- Aim -
Could you copy out the material starting at the line containing "sign, placing one marker per instance" and ending at the end of the material, requests included, shifting every number in the answer coordinates up by 67? Leave the pictures out.

- Data provided -
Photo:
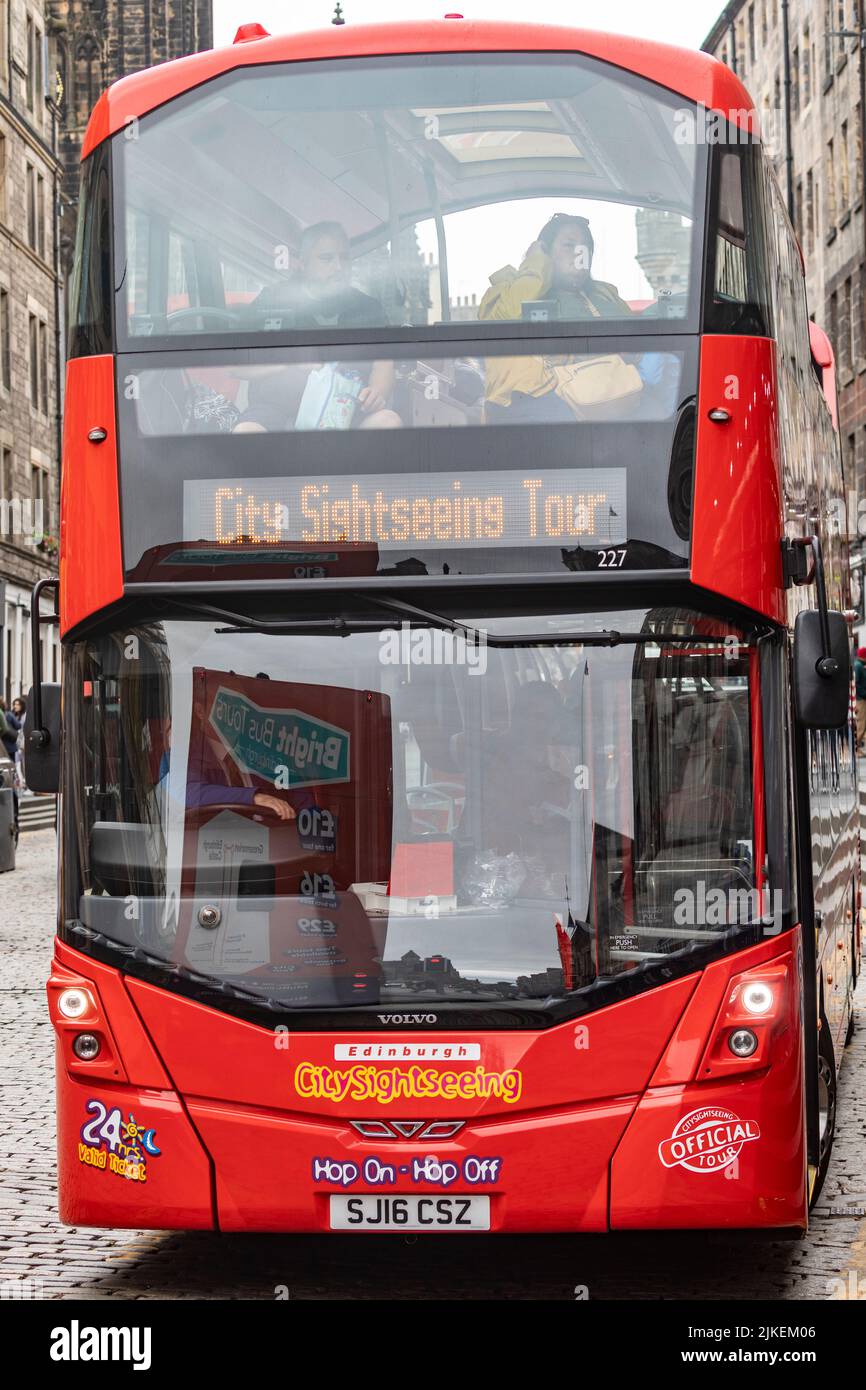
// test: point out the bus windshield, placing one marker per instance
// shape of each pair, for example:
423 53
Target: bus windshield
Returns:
312 815
360 195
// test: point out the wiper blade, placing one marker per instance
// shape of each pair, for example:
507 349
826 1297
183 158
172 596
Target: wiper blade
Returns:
339 626
412 610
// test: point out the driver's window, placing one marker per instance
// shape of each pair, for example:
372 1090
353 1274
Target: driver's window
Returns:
181 289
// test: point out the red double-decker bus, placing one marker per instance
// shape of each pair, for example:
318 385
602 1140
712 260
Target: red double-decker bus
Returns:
459 811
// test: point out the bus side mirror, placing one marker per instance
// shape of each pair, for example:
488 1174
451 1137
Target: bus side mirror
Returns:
42 723
822 679
42 744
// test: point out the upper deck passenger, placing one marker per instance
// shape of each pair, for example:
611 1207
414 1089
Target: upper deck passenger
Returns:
556 268
319 295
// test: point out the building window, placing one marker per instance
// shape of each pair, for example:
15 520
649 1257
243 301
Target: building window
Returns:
28 79
86 72
38 345
829 41
31 205
39 498
831 206
806 67
6 473
844 327
6 341
41 214
844 185
43 366
833 320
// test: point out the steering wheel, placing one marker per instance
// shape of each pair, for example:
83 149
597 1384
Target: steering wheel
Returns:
180 316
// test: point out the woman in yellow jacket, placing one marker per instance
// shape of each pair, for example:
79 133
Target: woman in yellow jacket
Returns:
558 267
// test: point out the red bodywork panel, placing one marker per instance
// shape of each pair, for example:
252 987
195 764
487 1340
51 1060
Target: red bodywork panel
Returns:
694 75
737 521
603 1125
91 559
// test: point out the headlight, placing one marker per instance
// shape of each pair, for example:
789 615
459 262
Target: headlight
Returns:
86 1047
758 997
742 1043
74 1002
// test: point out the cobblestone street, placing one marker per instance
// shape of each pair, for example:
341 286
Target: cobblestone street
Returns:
96 1264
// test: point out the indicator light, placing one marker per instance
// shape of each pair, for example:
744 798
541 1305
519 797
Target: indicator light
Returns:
758 997
742 1043
86 1047
74 1002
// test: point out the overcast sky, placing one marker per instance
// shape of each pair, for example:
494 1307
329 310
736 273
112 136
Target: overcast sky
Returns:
670 21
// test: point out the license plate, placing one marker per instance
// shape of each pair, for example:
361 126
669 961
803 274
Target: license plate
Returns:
410 1214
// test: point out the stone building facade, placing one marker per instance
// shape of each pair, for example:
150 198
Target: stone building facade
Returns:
31 306
812 120
95 42
56 57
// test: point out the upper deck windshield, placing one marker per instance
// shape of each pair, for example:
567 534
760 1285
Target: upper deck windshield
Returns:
374 193
321 268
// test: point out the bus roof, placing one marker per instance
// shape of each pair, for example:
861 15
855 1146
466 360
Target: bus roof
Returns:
697 77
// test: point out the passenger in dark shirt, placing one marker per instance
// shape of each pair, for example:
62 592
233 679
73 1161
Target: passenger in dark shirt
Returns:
320 295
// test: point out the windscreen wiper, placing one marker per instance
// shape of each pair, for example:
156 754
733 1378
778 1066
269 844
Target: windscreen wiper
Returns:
339 626
601 637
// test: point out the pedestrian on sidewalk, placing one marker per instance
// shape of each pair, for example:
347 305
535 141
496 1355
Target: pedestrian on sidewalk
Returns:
10 727
20 710
859 690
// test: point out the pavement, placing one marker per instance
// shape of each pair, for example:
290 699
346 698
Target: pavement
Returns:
42 1258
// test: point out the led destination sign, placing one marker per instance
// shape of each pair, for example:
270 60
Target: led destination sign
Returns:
546 506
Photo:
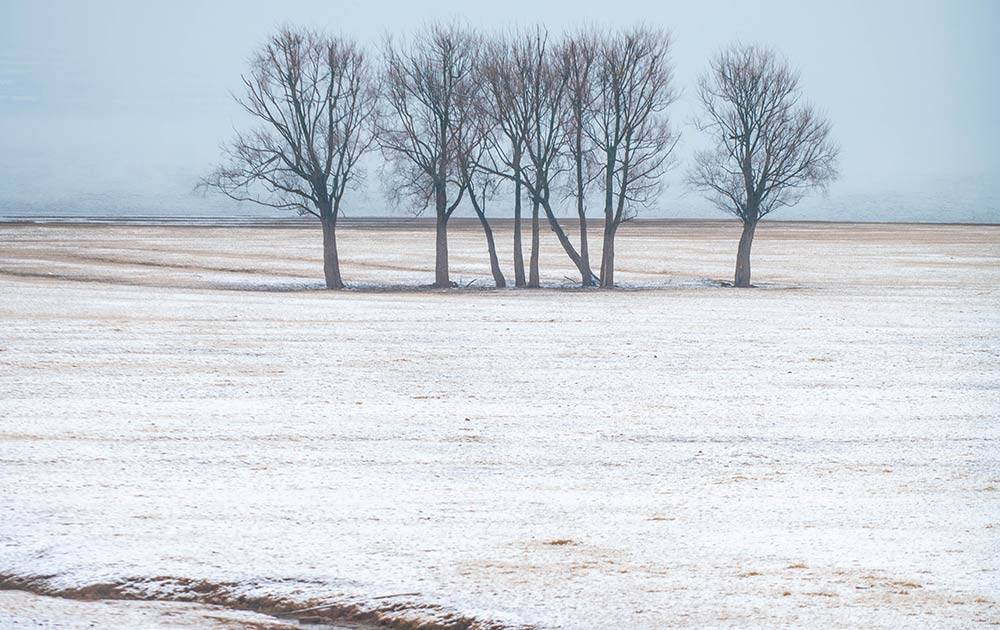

- Problem solution -
// test: point out the led destination sign, placing one marker per instance
// shape of each pair, for example:
270 60
Target: led destination sign
Returns:
613 573
Photo:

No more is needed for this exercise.